Box-labeled dataset extracts
'''

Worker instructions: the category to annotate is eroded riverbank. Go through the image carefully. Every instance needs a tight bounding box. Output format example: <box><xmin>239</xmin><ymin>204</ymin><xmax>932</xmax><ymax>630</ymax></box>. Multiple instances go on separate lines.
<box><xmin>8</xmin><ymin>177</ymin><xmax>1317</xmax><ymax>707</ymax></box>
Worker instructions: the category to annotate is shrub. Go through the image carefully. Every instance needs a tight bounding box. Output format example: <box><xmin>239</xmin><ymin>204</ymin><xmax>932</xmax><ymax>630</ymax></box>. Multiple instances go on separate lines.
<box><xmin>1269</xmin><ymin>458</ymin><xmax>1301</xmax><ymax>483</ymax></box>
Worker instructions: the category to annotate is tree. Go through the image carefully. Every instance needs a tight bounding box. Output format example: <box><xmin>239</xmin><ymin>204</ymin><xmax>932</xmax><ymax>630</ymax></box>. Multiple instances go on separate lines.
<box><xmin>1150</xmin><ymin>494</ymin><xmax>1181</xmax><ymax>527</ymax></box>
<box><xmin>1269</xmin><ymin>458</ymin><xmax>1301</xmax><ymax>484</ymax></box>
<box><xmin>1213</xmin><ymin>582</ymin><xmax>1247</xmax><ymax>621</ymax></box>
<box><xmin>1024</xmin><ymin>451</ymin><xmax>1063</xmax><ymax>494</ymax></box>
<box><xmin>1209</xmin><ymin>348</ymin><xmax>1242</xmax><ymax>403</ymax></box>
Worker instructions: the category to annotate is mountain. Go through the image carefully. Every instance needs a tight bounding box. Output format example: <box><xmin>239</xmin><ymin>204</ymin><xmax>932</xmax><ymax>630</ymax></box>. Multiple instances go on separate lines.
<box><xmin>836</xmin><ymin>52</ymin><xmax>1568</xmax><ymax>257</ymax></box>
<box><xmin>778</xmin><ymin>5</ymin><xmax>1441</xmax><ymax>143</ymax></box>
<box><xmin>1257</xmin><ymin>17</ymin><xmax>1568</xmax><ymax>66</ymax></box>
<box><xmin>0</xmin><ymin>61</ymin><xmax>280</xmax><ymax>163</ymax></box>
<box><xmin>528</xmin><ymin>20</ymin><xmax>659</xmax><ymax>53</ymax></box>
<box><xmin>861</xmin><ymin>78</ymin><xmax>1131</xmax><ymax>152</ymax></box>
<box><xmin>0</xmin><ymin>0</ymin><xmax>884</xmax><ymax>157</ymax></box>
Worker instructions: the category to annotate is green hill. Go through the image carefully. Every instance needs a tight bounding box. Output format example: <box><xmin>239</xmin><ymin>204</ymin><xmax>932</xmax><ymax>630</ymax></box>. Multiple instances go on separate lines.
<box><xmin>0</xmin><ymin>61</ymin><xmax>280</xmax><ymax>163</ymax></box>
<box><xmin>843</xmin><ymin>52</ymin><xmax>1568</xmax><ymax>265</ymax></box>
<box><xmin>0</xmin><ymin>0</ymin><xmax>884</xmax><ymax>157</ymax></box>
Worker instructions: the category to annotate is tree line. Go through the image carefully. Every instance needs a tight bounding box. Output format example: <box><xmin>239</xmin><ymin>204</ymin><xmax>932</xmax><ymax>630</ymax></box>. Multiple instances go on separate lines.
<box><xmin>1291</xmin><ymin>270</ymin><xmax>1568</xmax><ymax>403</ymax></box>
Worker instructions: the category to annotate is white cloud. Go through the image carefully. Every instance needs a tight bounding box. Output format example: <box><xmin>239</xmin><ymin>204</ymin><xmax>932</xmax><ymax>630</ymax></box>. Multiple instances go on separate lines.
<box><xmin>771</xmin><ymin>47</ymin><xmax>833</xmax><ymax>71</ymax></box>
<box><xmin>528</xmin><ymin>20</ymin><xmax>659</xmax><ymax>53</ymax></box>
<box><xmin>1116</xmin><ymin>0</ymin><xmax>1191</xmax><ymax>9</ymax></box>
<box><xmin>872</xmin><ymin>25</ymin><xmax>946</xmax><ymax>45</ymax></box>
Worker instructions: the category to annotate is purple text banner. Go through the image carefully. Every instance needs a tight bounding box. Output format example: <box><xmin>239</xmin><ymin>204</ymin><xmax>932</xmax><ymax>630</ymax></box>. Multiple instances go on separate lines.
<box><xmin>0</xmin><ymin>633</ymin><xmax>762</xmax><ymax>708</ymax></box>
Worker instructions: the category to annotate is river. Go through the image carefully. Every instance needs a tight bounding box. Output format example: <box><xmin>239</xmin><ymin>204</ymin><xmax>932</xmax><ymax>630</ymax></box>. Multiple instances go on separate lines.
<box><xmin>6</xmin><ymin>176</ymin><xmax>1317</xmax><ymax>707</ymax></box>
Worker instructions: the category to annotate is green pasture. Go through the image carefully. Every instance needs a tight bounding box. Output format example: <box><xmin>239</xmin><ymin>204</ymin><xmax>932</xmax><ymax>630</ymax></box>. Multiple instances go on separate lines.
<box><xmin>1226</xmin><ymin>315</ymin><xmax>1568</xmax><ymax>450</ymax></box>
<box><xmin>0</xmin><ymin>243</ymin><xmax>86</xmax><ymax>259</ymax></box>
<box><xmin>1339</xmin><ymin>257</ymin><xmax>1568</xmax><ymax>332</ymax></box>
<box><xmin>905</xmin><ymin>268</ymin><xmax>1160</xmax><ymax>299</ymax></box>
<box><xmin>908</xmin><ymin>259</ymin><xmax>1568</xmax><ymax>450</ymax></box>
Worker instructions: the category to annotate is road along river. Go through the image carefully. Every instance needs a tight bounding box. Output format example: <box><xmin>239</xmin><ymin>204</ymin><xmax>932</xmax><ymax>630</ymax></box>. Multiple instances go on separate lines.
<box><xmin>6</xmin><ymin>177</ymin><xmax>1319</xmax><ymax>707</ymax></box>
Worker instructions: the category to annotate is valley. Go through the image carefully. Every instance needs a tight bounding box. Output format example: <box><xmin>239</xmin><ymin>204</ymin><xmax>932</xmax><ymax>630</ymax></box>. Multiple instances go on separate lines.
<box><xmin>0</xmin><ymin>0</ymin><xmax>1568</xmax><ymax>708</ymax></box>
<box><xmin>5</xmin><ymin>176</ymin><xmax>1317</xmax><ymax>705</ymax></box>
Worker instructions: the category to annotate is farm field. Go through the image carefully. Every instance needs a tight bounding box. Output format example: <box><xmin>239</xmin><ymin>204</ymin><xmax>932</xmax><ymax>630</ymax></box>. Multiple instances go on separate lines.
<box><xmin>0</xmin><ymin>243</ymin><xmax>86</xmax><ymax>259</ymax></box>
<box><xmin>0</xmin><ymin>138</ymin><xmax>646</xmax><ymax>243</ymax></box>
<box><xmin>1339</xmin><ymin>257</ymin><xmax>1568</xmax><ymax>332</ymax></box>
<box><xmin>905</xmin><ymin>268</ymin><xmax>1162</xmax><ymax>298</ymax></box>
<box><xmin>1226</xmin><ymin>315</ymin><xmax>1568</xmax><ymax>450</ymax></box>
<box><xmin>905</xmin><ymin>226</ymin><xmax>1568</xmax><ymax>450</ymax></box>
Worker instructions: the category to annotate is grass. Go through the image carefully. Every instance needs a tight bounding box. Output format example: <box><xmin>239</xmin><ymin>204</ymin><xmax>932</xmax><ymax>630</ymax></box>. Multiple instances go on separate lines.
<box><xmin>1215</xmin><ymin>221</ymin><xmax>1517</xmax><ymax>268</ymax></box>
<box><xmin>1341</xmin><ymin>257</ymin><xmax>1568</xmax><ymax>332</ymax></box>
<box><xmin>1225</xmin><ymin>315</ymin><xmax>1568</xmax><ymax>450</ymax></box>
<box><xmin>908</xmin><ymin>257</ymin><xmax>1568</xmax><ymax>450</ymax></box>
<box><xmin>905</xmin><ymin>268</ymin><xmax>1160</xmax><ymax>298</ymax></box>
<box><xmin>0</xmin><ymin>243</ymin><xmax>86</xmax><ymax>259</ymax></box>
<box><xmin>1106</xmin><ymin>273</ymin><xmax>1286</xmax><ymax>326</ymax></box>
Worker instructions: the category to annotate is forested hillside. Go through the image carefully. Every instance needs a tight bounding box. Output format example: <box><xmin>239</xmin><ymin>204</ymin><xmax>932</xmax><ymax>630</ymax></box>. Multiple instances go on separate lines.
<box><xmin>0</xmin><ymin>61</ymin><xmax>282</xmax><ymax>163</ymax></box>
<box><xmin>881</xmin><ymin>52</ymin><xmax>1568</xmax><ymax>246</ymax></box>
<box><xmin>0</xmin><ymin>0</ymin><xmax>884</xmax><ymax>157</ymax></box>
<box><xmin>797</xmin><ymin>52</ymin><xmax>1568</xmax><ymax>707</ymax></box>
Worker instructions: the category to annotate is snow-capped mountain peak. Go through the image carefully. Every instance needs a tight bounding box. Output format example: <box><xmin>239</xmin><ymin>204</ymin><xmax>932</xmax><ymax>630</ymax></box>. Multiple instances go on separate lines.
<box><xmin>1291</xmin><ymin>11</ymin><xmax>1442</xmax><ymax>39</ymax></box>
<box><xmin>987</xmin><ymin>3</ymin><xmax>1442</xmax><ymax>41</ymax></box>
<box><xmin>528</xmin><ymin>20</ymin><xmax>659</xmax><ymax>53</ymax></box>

'''

§ **Problem description**: Which lines of the records above contain the string "hillside"? Select each one and copy it out in full.

§ **Problem solution**:
Worker instructions: the category to annotate is forested hillside. Go through the image carefully. Every instance needs a tight bounding box. Output format example: <box><xmin>239</xmin><ymin>204</ymin><xmax>932</xmax><ymax>630</ymax></box>. Multiple instances go on separate lines.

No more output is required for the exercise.